# Turkey neck?



## liljaker (Aug 6, 2011)

Hmmmm, wondering if Sunny is not on all raw (RMB's) but on a prepared raw, etc., but does get some beef rib bones with meat, etc., that he chews on, tho does not eat the bone, do you think I could give him a raw turkey neck? I picked one up (a smaller one) at the pet store when I was there last weekend, and thought it would be great. Then started thinking, since he has not had whole animal raw parts, and is on a quasi-raw diet (prob won't go full RMB diet -- whole animals, etc. (smile)) would it be ok for him? Would I expect any kind of stomach upset? Would he even know what to do?


----------



## fjm (Jun 4, 2010)

Try him - although unless it is a very small one I might cut it in half. The bone is soft and easily digested - and I bet he will know exactly what to do with it!


----------



## liljaker (Aug 6, 2011)

It's one of the smallest I have seen, sealed in clear plastic -- so would thaw and cut in half and maybe give him Saturday in lieu of dinner -- I thought it would be fine, too. Thanks.


----------



## Carley's Mom (Oct 30, 2011)

I have one thawing right now... Carley will have her first taste tom. Let us know how it went with your boy. Carley has had chicken for a week or two and she loves it. I also have some frozen beef ribs, but not tried them yet. I am getting braver...lol


----------

### Data for this task
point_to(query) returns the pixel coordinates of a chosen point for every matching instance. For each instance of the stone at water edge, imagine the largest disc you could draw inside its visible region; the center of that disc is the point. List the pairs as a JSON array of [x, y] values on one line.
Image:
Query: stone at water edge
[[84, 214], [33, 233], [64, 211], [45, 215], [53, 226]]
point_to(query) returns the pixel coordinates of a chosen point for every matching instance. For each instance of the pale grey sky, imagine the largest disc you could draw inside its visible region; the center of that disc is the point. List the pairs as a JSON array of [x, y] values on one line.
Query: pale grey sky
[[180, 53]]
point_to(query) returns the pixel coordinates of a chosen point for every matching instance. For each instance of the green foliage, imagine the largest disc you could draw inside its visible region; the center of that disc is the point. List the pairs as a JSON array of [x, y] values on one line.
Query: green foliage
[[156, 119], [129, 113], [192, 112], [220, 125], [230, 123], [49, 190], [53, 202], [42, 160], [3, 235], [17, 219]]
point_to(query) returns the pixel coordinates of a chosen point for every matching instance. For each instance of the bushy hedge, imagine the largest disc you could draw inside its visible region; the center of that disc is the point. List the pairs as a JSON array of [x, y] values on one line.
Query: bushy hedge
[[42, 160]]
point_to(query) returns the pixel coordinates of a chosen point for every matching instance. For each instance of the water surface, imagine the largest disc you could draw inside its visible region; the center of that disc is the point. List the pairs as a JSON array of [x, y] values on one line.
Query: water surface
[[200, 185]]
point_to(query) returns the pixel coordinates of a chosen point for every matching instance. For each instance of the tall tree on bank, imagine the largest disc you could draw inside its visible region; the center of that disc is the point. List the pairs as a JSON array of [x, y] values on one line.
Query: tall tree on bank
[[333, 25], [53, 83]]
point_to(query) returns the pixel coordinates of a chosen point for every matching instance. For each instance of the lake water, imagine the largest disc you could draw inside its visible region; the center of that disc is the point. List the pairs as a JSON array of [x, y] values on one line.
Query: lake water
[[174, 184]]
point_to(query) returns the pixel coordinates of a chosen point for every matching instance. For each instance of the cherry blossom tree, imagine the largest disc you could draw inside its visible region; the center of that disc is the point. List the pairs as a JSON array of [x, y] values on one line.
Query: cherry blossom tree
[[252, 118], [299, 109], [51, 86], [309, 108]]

### Parts of the exercise
**a.** In the turkey neck thread, what has Carley been eating for a week or two?
**b.** Return, line for line and unchanged, the part of the records that opens with the line containing "of the cherry" and continues through the end of the records.
The thread and the records were taken from separate sources.

### Final results
**a.** Chicken

**b.**
point_to(query) returns the pixel coordinates of a chosen point for every matching instance. For each instance of the cherry blossom tree, imagine the largest disc you could draw inside its visible region; the center of that disc is the point. List the pairs as a JSON array of [x, y] values on one line.
Query: cherry blossom tree
[[252, 118], [299, 109], [51, 86], [309, 108]]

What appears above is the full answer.